Written problem A —
Return everything in the graphics card discussion from "I don't think" down to "developed by SKHynix.", word for word.
Written problem B —
Resume the graphics card discussion from the point where it stops.

Text excerpt —

•••••

Also, doesn't AMD also making super-synced monitors as well? I mean, I lost interest in G-Sync since I was looking super hard into the recent R series of cards and would defeat the purpose of getting one. Combine with my willingness to keep using this 17 year old monitor...man, I've been thinking for 3 years and yet it really does seem like next year will finally be the time for me to implement the last upgrade that I should have decided to choose in 2012.
 
I don't think it will be graphene and not until another 15-20 years. We will get to 7nm, fighting and screaming, but we will get there. Whether it's worth the cost will be the thing foundries will need to figure out.

Based on when TSMC claims to start volume production of 16nm (20nm w/FinFET) is Q1 2015. Which means late next year or early 2016 we may finally get an video card upgrade. That depends on if NVIDIA is ready to implement stacked DRAM and what AMD's plans are.

NVIDIA won't implement stacked dram until pascal or Volta. AMDs HBM which is stacked dram, is ready for production since earlier this summer, it was developed by SKHynix.

•••••

Data section —
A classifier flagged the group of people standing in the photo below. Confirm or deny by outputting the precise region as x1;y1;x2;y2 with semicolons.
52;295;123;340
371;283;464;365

•••••

Expected answer A —
I don't think it will be graphene and not until another 15-20 years. We will get to 7nm, fighting and screaming, but we will get there. Whether it's worth the cost will be the thing foundries will need to figure out.

Based on when TSMC claims to start volume production of 16nm (20nm w/FinFET) is Q1 2015. Which means late next year or early 2016 we may finally get an video card upgrade. That depends on if NVIDIA is ready to implement stacked DRAM and what AMD's plans are.

NVIDIA won't implement stacked dram until pascal or Volta. AMDs HBM which is stacked dram, is ready for production since earlier this summer, it was developed by SKHynix.

Expected answer B —
 
Yeah, hence my profile caveat. TechReport does a decent job of throwing in a random game or two to keep them on their toes.

Most niche titles shouldn't have an issue on a single high end card with SLI/Crossfire disabled. This goes back to the standard GAF advice on the subject, which is that it should always be avoided unless you are trying to achieve performance that would otherwise be impossible on a single GPU
I find this is a nice way of keeping with the high end without breaking the bank. Also, capitalizing on people who do this . . .

So. . .

Looking to sell your 780, eh? :P

LOL I might, once I found a sold date for release and a price hit me up.
 
This is a real upgrade for the people who didn't get the GK110 chip (780 and up). This is the upgrade for people with 680/770 and below since those were the mid-range chips from the Kepler cards, just like these are the mid-range chips for Maxwell.

For the real upgrade to 780 you have to wait for the GTX1080 (or whatever they will call it) that will most likely be made with 16nm instead of 28.

And even if the performance gains over 780Ti won't be huge for 980 (roughly 10%, in benchmarks at least), it's still pretty impressive that they can achieve that performance at a much lower TDP. This will benefit laptops more than a desktop PC though.

And for me with an 5770. :-) Can not wait, really!
 
What's better for someone who doesn't have a GPU yet, invest in the 970/980 or buy a cheaper card that will do the job for now and then upgrade when a real leap occurs?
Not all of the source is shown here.